▶ _EXERCISE_
Convert the material below into a JSON list of strings with one string per line, skipping blank lines and leaving the pictures out.

________

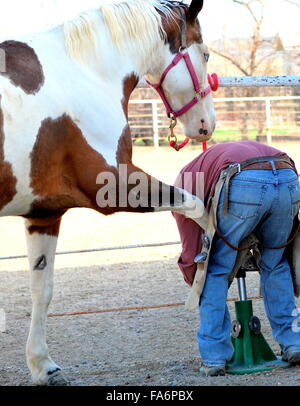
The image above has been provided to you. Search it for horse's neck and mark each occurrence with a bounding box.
[67,11,163,85]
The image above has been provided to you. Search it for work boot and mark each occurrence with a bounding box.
[199,364,225,376]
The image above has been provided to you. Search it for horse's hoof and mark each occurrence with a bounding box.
[48,369,70,386]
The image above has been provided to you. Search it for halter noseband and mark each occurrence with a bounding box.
[146,11,219,151]
[146,49,219,151]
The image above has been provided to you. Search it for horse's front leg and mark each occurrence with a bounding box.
[25,220,66,385]
[154,183,207,229]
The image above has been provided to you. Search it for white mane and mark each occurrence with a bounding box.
[64,0,180,61]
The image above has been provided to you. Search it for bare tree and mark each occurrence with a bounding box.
[210,0,280,139]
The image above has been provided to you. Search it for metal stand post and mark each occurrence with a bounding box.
[226,268,290,374]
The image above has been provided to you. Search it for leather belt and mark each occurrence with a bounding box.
[241,161,294,171]
[221,156,295,215]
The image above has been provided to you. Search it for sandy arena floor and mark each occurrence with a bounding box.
[0,143,300,386]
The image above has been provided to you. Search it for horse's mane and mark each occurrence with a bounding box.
[64,0,184,60]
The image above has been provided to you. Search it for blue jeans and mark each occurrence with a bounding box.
[197,169,300,366]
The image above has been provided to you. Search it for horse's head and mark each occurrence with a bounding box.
[146,0,215,141]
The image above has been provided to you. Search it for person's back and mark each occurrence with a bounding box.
[175,142,300,375]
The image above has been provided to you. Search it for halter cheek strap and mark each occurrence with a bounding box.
[147,51,212,118]
[146,48,219,151]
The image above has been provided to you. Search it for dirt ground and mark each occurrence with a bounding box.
[0,144,300,386]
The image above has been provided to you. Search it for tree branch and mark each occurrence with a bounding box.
[210,47,250,76]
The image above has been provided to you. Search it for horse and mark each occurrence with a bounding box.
[0,0,215,385]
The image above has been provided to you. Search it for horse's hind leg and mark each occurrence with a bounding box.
[25,219,66,385]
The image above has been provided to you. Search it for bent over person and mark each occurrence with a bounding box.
[174,141,300,376]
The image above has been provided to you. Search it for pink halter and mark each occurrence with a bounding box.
[147,50,219,151]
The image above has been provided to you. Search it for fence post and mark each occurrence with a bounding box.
[151,100,159,148]
[266,99,272,146]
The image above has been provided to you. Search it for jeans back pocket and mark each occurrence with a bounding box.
[289,182,300,217]
[228,181,267,219]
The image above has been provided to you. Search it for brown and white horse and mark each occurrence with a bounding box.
[0,0,215,385]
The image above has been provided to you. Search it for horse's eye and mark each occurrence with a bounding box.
[203,54,209,62]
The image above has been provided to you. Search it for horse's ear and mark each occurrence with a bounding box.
[189,0,204,20]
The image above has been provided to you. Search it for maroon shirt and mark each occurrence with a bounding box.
[173,141,296,285]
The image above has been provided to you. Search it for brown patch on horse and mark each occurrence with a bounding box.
[162,4,203,54]
[0,95,17,210]
[0,41,45,94]
[27,115,113,218]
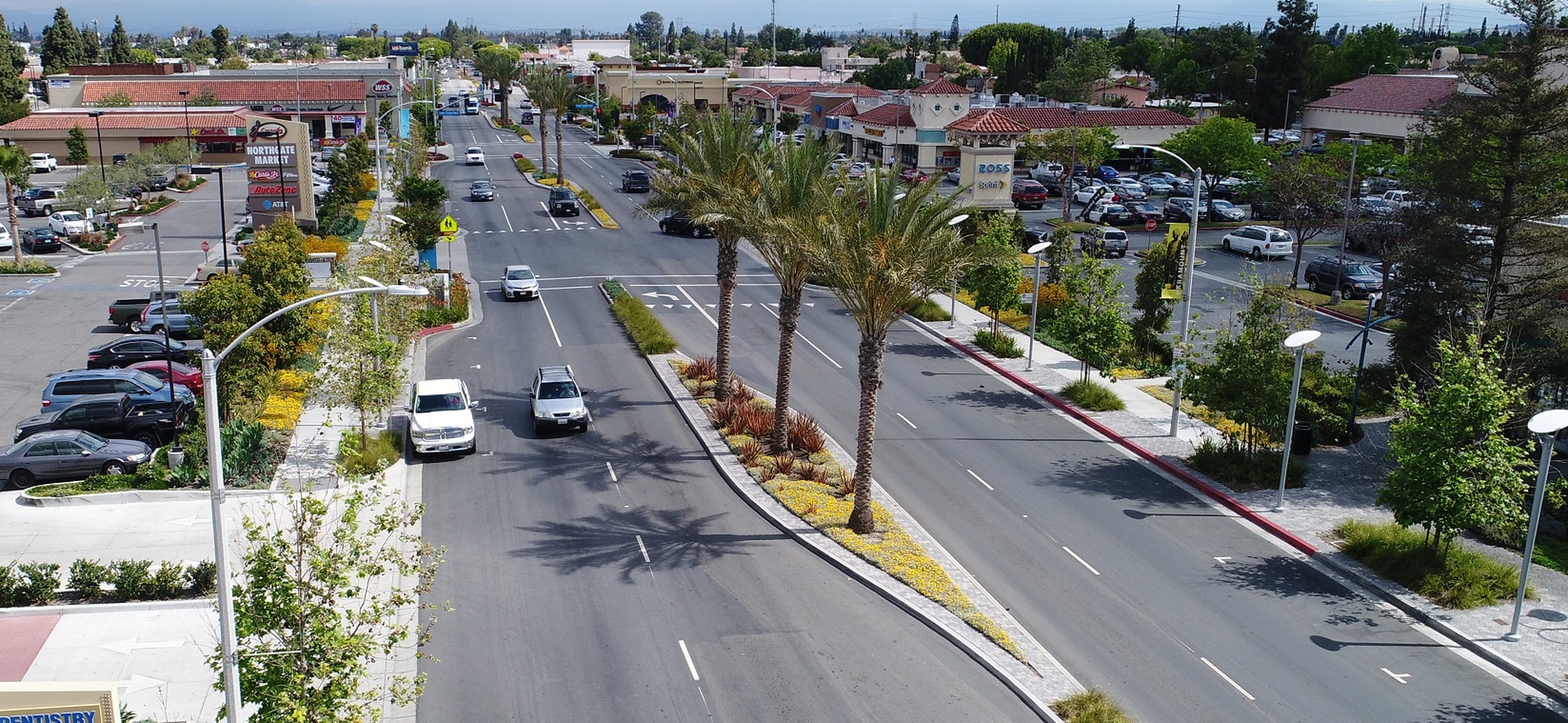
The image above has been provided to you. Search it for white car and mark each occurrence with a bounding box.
[500,263,540,301]
[403,380,478,455]
[48,210,88,235]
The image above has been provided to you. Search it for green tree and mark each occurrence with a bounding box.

________

▶ _OUTPUT FOR THIS TASK_
[
  "The image above has been provided to you. Search it for horse's neck and mark each occurrence with a bounding box.",
  "[67,11,163,85]",
  "The image above has been provided to you. Search it for work boot and mark each occurrence with a bounding box.",
  "[199,364,225,376]",
  "The image above has been provided to you. Search it for horse's hoof and mark each occurrence with a bounding box.",
  "[48,369,70,386]",
  "The image above has been provided to you. Search it for halter noseband and mark each occurrence with a bounding box.",
  "[146,11,219,151]",
  "[146,49,219,151]",
  "The image above has been provided to you. Search it for horse's front leg and mark each occurrence with a bounding box.",
  "[25,220,66,385]",
  "[154,183,207,229]",
  "The image above has been provided to you. Search it for white mane and mark each occurrence with a bounding box.",
  "[64,0,180,61]",
  "The image above has been provided to you. Search it for bare tree and mark each occurrence with a bounding box.",
  "[210,0,280,139]",
  "The image above has been provided to you. Search it for metal stand post and mark each occurrence with a bounding box.",
  "[226,268,290,374]",
  "The image above has been provided to you. Search it for leather belt and mark each occurrence with a bounding box.",
  "[241,161,294,171]",
  "[221,156,295,215]",
  "The image above has been provided to you. Search it for sandy arena floor and mark each occurrence with a bounding box.",
  "[0,143,300,386]",
  "The image above has been provided to you. Search it for horse's mane and mark each occurrence with a bounding box.",
  "[64,0,184,60]",
  "The image above has been provided to you. Search it for blue jeans and mark each occurrence with a bounding box.",
  "[197,169,300,366]",
  "The image above has been provided to you. Search it for horse's head and mark each occurrence with a bounding box.",
  "[146,0,215,141]",
  "The image above has been provided to you. Search it for person's back and mark each occurrence with a bounding box.",
  "[175,142,300,375]",
  "The image above has been provided to you. Search it for halter cheek strap and mark each occurrence with a bounding box.",
  "[147,51,212,118]",
  "[146,48,219,151]",
  "The image above has been provided to you. Search it for dirt ground and mark each occurrence with a bounding box.",
  "[0,144,300,386]",
  "The image above has been provided to you. Search it for tree branch and mark each occurrence with a bounding box.",
  "[210,47,250,76]",
  "The image above has been provided to you. Search it for horse and mark each occurrence with a bounding box.",
  "[0,0,215,385]",
  "The image above has been provided to you. Search it for horse's hind leg and mark each occurrence with a bounding box.",
  "[25,219,66,385]",
  "The image above has been provided to you. Search it for bent over person and mark each occurrence with a bounding box.",
  "[174,141,300,376]",
  "The image above has been provided to you. Search it for pink halter and mark each occurrence with a bounding box.",
  "[147,50,219,151]",
  "The image above has been provided to you. Search it for fence post and mark each occurrence with a bounding box.",
  "[151,100,159,148]",
  "[266,99,272,146]",
  "The image above has been provided to you. Search it for jeans back pocket and mark each occurrence with a bounding box.",
  "[289,182,300,217]",
  "[228,181,267,219]",
  "The image above has been provided to you. Search it for brown and white horse and mark each occurrence with a bounding box.",
  "[0,0,215,385]",
  "The image above has been provided to you. Search it for horse's eye and mark each occurrence with a bounding box.",
  "[203,54,209,62]",
  "The image above has been provided to you. Search it for horse's ear and mark each occurrence with a bounding box.",
  "[189,0,204,20]",
  "The image above has been provided to you. Search it for maroon shirt and mark each occurrence with a bounding box.",
  "[173,141,296,285]",
  "The image above has been provided to you. Search it for brown patch on horse and mark each occurrence with a bounding box.",
  "[162,4,203,54]",
  "[0,95,17,210]",
  "[0,41,45,94]",
  "[27,115,113,218]",
  "The image above has been provided to you. Search it for white car and mark each occurrence with a bounding box.",
  "[500,263,540,301]",
  "[403,380,478,455]",
  "[48,210,88,235]",
  "The image above has been provided to you. Search it for green tree and mark each occurrence with a bounding box."
]